* Start Exercise inputs *

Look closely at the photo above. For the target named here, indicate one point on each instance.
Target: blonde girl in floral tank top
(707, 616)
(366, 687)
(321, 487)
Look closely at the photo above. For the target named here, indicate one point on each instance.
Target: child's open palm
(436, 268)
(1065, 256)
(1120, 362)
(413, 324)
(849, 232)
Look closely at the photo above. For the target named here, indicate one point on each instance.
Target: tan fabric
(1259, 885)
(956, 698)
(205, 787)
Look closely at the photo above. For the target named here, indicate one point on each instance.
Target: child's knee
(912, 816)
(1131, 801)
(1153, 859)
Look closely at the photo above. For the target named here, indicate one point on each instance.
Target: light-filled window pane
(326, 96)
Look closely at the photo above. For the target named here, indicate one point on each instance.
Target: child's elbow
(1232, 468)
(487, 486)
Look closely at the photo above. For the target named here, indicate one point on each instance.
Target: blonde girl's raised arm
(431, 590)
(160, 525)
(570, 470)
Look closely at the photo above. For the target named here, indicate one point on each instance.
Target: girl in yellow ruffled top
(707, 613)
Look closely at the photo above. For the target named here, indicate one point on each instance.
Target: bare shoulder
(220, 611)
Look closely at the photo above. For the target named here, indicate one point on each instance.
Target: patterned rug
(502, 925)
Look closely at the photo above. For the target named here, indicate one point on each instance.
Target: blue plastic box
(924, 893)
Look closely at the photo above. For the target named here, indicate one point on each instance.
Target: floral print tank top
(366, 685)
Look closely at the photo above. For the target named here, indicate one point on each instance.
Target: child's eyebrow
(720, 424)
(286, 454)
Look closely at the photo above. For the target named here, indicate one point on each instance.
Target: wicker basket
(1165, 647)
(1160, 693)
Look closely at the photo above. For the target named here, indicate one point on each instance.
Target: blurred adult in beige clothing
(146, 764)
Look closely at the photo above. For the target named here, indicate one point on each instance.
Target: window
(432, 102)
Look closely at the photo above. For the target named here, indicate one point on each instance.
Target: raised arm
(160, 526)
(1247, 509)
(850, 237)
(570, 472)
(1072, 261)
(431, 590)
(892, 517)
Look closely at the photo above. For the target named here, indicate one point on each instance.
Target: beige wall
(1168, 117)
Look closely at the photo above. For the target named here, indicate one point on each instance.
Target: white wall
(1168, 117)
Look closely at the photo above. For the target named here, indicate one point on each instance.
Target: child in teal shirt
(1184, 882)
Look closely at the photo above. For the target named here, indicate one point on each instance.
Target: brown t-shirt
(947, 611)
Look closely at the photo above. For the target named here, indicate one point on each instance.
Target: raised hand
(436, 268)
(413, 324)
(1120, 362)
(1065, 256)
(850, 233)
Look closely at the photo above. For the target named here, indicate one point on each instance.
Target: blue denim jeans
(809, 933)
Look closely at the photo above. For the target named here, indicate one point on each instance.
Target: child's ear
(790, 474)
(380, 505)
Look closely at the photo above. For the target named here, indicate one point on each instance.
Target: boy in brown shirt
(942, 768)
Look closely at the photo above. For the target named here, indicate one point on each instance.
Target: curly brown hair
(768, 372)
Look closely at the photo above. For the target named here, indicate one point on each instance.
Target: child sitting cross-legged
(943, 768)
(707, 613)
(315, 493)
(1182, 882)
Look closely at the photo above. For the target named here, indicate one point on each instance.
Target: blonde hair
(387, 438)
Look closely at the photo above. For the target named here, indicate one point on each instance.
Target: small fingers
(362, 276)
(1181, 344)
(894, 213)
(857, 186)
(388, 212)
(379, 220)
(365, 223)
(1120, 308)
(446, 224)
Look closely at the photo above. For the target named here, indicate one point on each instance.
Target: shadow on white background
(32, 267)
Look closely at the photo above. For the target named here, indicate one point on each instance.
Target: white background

* End Exercise inputs *

Reproduce every one of the records above line for line, with no changes.

Look closely at the photo above. For the target named here, indicate one point on each instance.
Target: blonde girl in floral tank top
(707, 616)
(366, 687)
(321, 487)
Look closely at the photo above. For the target named here, indicate one point on each instance.
Target: child's open palm
(436, 268)
(1065, 256)
(1120, 362)
(413, 324)
(849, 232)
Look closely at the photo above. For the target named here, indicate one point on each instance.
Target: tan fabric
(1259, 885)
(956, 698)
(205, 787)
Look closely at the photo above. For the target named here, indicate one point on each instance.
Target: child's knee
(912, 816)
(1131, 801)
(1153, 859)
Look closely at the photo above. For the target named here, indicate one point on each instance.
Target: light-filled window pane
(326, 96)
Look closely at the photo above. For the target named here, indicate one point on each instance.
Target: child's elbow
(1232, 468)
(487, 486)
Look closely at the photo above. For the target named here, indicate one point on each instance.
Target: blonde girl's raised arm
(431, 590)
(160, 525)
(570, 470)
Look closely at the photo above. For the target named here, indicate one point on each instance.
Target: girl in yellow ruffled top
(707, 613)
Look closely at the photo above. For the target named here, indicate one point on each instance.
Target: bare shoulder
(220, 611)
Look closely at the photo above. For the target named here, indicate one point on each instance.
Target: patterned rug
(502, 925)
Look closely at the photo above. For the target named here, indicate one point on each instance.
Target: blue plastic box
(924, 893)
Look closely at the photo above. For the target named here, indicate one point on each instance.
Target: floral print tank top
(366, 685)
Look closely at the photo above. For the target named here, indicate one point on each instance.
Target: child's eyebrow
(720, 424)
(286, 454)
Look closely at the photo above. For the target named here, indicate one point on each instance.
Target: wicker basket
(1165, 647)
(1160, 693)
Look closely at the photo above. For the target named here, indicate one point on each instance.
Target: blurred adult in beige clothing
(146, 764)
Look closely at the photo above. For the target named here, indicate one point on each instance.
Target: window
(432, 102)
Look closely at the photo above. For the target named here, indicate one point on each instance.
Target: raised arm
(160, 526)
(1247, 509)
(850, 237)
(570, 472)
(1072, 261)
(431, 590)
(892, 517)
Look closely at the photo above. For the target named here, indicate one point on each instance.
Target: beige wall
(1168, 117)
Look closely at the photo above. For the target named here, indicate one point on each instance.
Target: white wall
(1168, 117)
Look closely at the photo above. For the target named here, indicate one point on each instance.
Target: child in teal shirt
(1184, 882)
Look closely at the photo above. For the target named here, indicate one point on each instance.
Target: brown t-shirt
(947, 611)
Look closely at the photo above. For the target named here, indicate one point on each instance.
Target: raised hand
(436, 268)
(413, 324)
(1120, 362)
(1065, 256)
(850, 233)
Look closely at the photo above. For the target named here, indicate one point on each instance.
Target: blue denim jeans
(809, 933)
Look closely at the photo above. For the target named here, indicate one point on each instance.
Target: child's ear
(790, 474)
(380, 505)
Look closely at the photo above. For the target named here, indicate one point on each instance.
Target: boy in brown shirt
(942, 768)
Look closely at the photo above. For the target named here, indicate one point on each instance.
Target: curly brown hair
(768, 372)
Look closely at the photo above. For the target named here, indicate one point on each instance.
Target: child sitting cross-legged
(943, 768)
(707, 613)
(315, 493)
(1182, 882)
Look closely at the photo above. For the target named here, indicate one point on each instance.
Target: blonde hair
(387, 438)
Look closely at the photo above. For the target named here, indicate one point on each instance.
Target: small fingers
(362, 276)
(1181, 344)
(894, 213)
(857, 186)
(388, 212)
(379, 220)
(365, 223)
(1120, 308)
(446, 224)
Look closely at the photo above. For the target named here, indicate one point on each instance.
Target: shadow on white background
(32, 267)
Look closely at the photo above. For the target named here, indicate one point on each instance.
Target: white background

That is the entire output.